> [Data shown]:
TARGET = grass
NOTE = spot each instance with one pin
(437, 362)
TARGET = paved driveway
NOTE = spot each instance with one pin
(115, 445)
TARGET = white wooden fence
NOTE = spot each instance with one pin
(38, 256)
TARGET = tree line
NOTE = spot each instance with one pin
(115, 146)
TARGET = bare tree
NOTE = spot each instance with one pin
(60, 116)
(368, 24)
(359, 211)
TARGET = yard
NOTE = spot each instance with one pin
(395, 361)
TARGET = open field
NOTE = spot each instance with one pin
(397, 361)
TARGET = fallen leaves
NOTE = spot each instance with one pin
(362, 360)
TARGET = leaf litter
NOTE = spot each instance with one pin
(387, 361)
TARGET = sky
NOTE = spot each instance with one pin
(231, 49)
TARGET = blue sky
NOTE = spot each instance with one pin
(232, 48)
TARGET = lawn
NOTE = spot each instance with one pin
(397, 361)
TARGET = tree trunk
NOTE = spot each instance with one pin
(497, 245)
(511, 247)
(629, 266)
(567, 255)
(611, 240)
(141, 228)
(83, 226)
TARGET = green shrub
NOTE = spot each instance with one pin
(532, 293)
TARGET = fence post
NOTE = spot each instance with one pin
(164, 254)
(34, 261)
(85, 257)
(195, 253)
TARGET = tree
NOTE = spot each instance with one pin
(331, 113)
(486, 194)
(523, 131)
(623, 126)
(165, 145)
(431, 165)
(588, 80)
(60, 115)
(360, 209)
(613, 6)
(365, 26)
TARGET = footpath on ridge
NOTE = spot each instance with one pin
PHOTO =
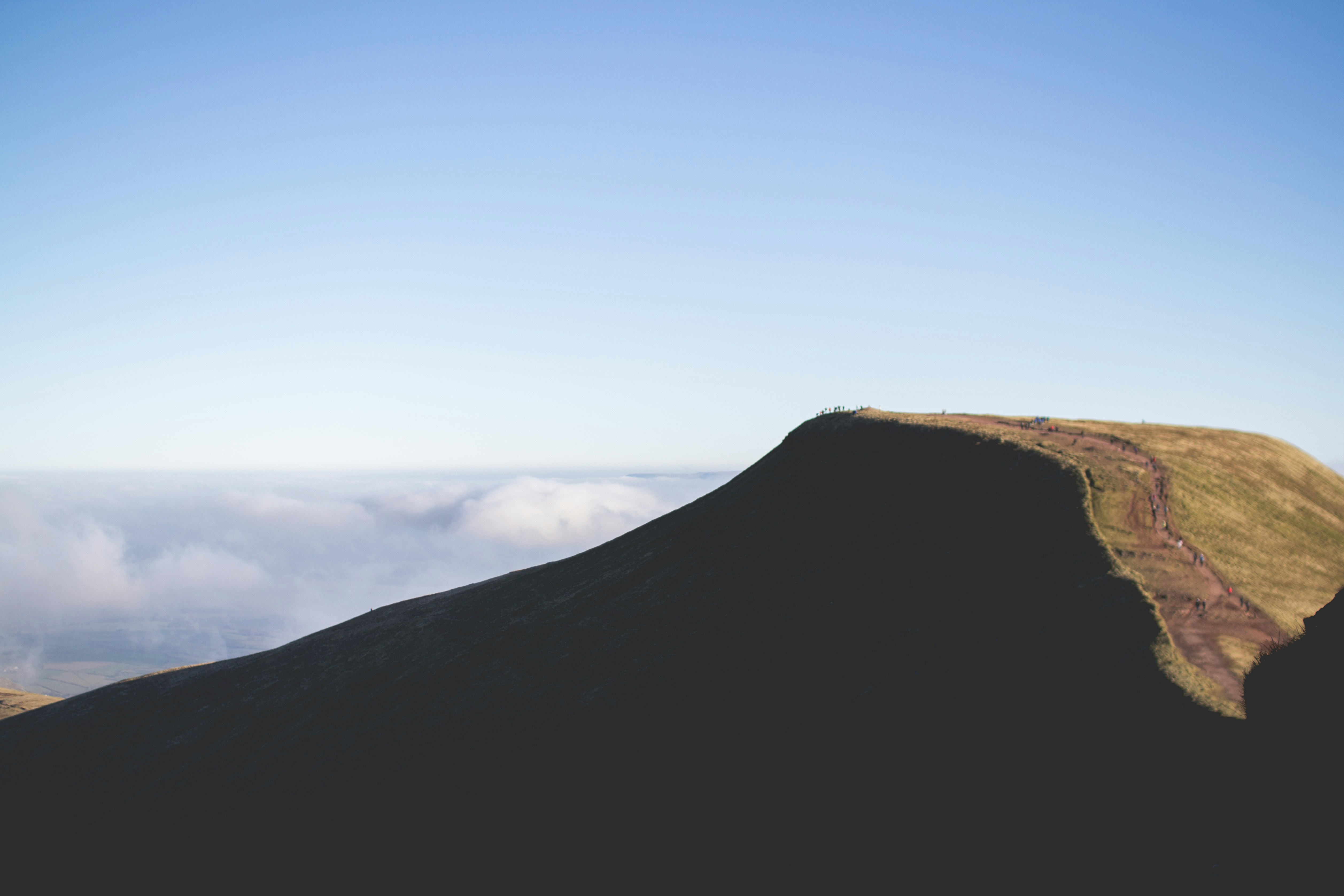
(1211, 627)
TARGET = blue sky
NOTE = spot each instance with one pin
(655, 237)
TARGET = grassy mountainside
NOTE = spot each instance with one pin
(1271, 515)
(15, 702)
(872, 589)
(1269, 519)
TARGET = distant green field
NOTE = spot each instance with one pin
(1269, 515)
(66, 661)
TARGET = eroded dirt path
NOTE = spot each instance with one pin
(1209, 623)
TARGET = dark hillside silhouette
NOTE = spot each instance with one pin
(874, 608)
(1297, 691)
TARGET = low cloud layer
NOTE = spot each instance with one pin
(277, 557)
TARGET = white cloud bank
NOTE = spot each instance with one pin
(297, 551)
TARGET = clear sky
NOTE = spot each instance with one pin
(393, 236)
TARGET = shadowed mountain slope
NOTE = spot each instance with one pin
(1295, 695)
(869, 588)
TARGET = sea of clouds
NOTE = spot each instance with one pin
(284, 555)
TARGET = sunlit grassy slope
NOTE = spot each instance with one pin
(15, 702)
(1269, 516)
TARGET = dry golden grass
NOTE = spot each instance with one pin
(1269, 516)
(15, 702)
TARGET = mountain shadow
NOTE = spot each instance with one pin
(876, 606)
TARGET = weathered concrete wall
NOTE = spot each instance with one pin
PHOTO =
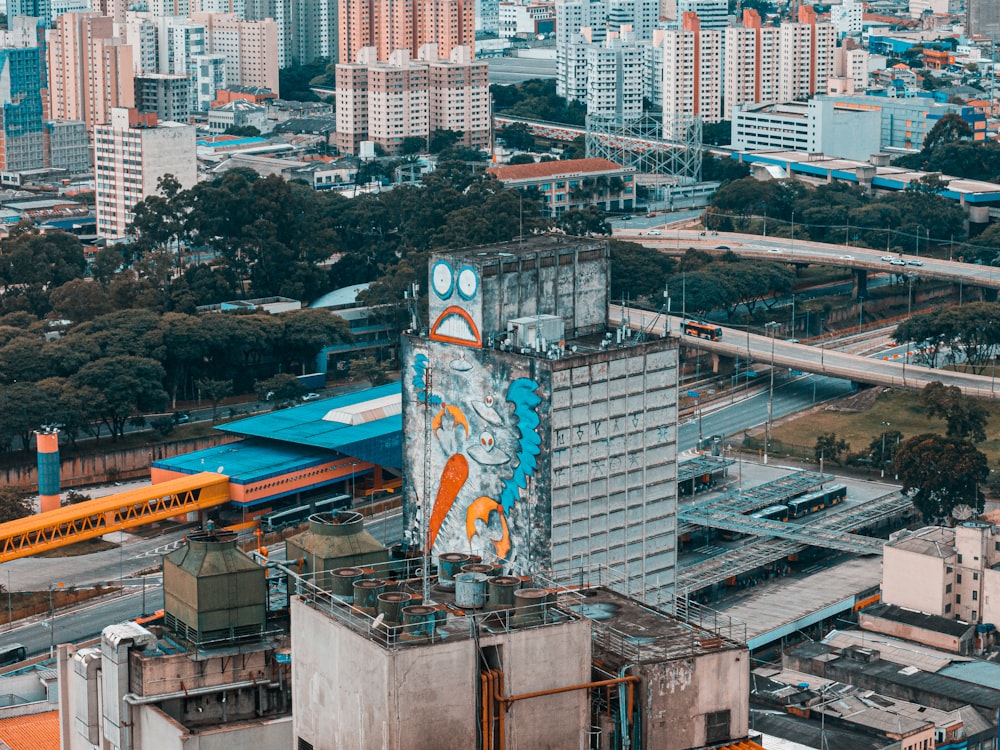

> [Goal of the exercise]: Repeat word for word the rows from the line holding "TARGET = weathered concrete wall" through the last row, both ends included. Leave out any pictures.

> [Exercise result]:
TARGET = weathered concrete wall
NOTE = spot each instance with one pin
PHOTO =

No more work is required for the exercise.